Required tasks:
**1)** In the op-ed below on the Oslo process, condense the paragraph beginning "At this moment of real national emergency" into a short bulleted list that keeps its main points.
**2)** According to the op-ed below on the Oslo process, in which Jerusalem neighborhood did the recent car bomb attack take place?

Provided passage:

Reprinted from The Jerusalem Post of November 15, 2000
OSLO -A CONCEPT THAT FAILED
By Nomi Blumenthal
With the debris barely cleared from the recent car bomb attack in Jerusalem's Mahaneh Yehuda neighborhood, Palestinian terror struck again this week, with deadly results. As the cycle of bloodshed continues and escalates, so the bankruptcy of the policy of Ehud Barak's government becomes ever more starkly apparent.
The aggression directed at Israel is the outcome of the long process of submission, self-abnegation and surrender initiated at Oslo.The policies pursued by the current government have brought this process to new depths. The disorderly retreat from southern Lebanon, the indecent haste to part with key sites of national importance in return for baseless declarations expressed at Camp David, the issuing of empty ultimatums in response to continued violence, all may be seen as milestones in the process of the drastic reduction of Israel's deterrent power.
Occasional high-profile acts of counter-terror, such as that seen in Beit Sahur last week, are to be welcomed, but cannot substitute for a firm, consistent, across-the-board policy. The shameful maneuvering on the domestic political front have made it crystal clear that national unity, a real coming together of the main national forces in the face of the external threat, is of no interest to this prime minister. What he wants is to shore up his coalition, by all means necessary, and thus buy more time for the continuation of the policy of surrender.
At this moment of real national emergency, the unity of the people of Israel is of utmost importance. That unity exists, and is in evidence throughout the country, in the determination of the communities under attack to stand firm - from Gilo to Psagot, from Netzarim to Mahaneh Yehuda. That this unity has not found political expression is Barak's responsibility.
At a key, testing moment in our history, our prime minister chose to busy himself with sordid political shenanigans, conducted with the intention of propping up a dying government. The current function of the coalition, now surviving only by means of artificial respiration, is to enable the diplomatic to-ing and fro-ing intended to breathe life into a dead idea. Thus, the extensive, unprecedented concessions offered at Camp David apparently remain the basis for discussion between Israel and the Palestinian Authority. The old, tired slogans calling for "putting the process back on track" are being dusted off yet again, in an attempt to paper over the irreparable damage inflicted on the illusions of the past seven years by the chaos and carnage of recent weeks.

Listing:
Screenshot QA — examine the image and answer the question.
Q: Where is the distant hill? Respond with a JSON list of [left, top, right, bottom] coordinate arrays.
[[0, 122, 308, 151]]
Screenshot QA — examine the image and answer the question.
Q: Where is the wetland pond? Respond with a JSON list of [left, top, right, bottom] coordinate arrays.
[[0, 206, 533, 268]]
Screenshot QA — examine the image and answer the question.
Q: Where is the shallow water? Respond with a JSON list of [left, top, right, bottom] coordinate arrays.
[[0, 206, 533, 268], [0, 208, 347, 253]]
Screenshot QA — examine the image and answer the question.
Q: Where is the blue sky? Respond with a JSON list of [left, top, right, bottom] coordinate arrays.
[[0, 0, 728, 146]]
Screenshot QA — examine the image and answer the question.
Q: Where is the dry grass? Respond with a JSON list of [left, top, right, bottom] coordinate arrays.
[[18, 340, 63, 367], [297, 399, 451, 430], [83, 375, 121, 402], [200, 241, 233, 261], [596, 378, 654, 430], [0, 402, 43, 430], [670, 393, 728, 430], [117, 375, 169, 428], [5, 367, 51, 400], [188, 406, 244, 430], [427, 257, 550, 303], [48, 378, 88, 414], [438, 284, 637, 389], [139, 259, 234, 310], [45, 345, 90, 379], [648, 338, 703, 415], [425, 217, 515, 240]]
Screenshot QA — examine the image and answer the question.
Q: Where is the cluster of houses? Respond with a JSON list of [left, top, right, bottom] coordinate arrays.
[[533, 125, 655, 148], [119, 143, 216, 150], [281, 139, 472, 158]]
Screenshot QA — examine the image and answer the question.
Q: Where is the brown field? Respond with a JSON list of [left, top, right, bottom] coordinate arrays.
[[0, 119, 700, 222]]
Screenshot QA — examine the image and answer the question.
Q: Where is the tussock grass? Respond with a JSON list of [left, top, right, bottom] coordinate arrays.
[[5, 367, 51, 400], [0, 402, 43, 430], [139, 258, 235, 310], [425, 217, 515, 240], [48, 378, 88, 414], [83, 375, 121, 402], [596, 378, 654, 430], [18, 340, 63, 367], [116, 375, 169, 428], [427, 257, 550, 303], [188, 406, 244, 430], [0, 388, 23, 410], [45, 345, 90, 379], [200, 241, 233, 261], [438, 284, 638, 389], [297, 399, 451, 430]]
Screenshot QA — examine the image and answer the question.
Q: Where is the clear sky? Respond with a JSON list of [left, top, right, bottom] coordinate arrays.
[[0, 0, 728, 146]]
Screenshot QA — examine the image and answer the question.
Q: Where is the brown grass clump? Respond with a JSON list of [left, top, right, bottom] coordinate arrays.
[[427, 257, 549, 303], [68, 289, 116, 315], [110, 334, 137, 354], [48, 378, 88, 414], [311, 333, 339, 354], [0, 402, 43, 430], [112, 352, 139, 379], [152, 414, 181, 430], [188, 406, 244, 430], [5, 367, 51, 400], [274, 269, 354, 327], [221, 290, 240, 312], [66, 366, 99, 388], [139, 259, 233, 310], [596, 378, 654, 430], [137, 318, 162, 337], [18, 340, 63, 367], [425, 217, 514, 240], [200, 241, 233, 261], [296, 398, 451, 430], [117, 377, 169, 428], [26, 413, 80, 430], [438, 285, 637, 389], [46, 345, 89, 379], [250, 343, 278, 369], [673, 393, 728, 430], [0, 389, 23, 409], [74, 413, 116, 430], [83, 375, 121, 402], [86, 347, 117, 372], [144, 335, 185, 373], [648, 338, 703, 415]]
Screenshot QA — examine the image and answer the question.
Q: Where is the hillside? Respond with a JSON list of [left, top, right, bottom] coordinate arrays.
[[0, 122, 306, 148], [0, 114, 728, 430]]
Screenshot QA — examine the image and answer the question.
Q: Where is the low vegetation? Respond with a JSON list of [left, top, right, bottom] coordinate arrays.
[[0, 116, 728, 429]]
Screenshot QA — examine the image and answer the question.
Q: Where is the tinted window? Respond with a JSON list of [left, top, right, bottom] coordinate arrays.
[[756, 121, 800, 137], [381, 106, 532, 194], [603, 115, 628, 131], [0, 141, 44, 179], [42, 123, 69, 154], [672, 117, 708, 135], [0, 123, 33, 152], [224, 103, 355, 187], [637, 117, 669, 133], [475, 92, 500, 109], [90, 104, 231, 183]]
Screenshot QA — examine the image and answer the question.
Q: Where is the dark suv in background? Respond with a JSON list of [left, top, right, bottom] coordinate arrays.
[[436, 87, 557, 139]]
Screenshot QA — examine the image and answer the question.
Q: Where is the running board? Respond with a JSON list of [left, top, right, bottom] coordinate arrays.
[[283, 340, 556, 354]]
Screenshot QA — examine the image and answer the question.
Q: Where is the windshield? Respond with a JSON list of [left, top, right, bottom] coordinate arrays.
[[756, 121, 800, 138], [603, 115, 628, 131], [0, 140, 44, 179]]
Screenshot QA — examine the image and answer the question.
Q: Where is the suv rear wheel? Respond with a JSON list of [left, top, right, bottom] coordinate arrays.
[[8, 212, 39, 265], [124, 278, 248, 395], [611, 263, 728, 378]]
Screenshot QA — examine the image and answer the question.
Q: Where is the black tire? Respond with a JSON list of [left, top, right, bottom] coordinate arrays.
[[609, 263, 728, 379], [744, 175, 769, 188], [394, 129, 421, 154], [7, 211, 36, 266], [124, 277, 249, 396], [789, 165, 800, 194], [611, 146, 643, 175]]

Full solutions:
**1)**
- In this national emergency, the unity of the people of Israel matters most.
- That unity exists across the country: communities under attack, from Gilo to Psagot and from Netzarim to Mahaneh Yehuda, are determined to stand firm.
- Barak is responsible for the failure to give this unity political expression.

**2)** Mahaneh Yehuda.